Text-to-region grounding data:
########################################

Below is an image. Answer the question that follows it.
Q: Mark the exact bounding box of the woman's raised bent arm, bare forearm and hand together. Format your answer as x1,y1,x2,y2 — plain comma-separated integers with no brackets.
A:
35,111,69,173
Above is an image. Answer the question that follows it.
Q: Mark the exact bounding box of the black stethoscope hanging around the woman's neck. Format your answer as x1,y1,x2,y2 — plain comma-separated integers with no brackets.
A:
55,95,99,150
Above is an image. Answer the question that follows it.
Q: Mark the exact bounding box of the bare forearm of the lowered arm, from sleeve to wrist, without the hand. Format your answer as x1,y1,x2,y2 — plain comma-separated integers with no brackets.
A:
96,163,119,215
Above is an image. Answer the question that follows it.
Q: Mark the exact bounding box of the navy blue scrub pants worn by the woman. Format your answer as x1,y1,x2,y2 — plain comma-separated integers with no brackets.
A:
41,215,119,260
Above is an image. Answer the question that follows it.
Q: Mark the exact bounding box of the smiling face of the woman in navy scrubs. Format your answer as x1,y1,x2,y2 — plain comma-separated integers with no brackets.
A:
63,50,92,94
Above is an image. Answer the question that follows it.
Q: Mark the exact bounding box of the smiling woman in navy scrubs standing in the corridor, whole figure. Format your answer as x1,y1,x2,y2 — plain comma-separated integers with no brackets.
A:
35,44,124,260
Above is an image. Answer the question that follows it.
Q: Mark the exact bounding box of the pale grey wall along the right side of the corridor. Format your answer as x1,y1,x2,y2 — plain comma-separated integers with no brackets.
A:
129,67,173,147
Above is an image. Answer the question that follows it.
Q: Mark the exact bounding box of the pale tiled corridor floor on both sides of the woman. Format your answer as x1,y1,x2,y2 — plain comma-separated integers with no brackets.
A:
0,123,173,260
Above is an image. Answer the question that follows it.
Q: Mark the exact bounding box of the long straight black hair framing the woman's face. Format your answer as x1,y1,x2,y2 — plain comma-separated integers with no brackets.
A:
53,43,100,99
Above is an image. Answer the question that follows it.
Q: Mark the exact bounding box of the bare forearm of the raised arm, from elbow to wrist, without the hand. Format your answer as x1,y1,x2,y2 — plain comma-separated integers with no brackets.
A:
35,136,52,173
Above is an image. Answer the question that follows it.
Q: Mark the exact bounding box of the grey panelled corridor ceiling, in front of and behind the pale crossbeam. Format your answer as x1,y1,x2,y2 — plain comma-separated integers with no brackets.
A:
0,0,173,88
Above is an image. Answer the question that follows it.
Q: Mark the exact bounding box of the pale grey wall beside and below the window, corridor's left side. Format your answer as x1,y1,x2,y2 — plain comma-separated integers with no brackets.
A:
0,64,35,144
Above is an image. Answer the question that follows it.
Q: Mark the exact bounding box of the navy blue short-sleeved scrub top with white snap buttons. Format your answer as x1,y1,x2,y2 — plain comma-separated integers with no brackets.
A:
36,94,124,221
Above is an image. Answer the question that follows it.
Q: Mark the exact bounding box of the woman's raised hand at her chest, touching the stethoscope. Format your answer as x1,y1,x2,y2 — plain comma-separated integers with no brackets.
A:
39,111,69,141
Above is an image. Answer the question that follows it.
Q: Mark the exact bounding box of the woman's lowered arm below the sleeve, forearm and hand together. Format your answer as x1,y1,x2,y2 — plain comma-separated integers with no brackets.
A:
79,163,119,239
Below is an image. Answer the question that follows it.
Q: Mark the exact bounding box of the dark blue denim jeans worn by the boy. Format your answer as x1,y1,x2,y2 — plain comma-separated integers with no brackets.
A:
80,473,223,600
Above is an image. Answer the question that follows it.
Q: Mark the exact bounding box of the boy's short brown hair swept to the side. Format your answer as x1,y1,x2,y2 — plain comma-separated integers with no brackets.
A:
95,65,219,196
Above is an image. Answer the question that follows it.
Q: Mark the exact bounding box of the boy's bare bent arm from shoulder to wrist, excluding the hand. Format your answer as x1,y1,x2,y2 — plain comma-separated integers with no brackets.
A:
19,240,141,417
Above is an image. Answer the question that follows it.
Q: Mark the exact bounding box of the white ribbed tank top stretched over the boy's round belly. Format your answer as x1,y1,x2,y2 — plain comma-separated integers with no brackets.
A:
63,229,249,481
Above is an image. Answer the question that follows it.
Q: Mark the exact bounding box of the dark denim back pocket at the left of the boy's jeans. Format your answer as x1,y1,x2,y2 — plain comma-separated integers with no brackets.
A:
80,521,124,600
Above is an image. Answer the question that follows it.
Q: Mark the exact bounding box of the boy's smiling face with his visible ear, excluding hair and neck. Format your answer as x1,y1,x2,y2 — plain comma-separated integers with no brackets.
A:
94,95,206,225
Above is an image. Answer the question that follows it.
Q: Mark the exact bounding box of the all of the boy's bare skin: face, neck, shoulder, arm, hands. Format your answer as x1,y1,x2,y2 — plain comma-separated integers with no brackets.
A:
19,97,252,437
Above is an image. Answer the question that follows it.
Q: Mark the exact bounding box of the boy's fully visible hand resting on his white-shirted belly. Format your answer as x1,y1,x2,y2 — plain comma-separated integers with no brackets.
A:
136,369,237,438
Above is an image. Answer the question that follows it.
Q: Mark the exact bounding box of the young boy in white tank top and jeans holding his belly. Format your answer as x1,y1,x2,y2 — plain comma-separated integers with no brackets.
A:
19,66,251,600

########################################

DIRECTIONS:
Say how many lines of the entries above include the word "without", giving the number alone.

TASK RESPONSE:
2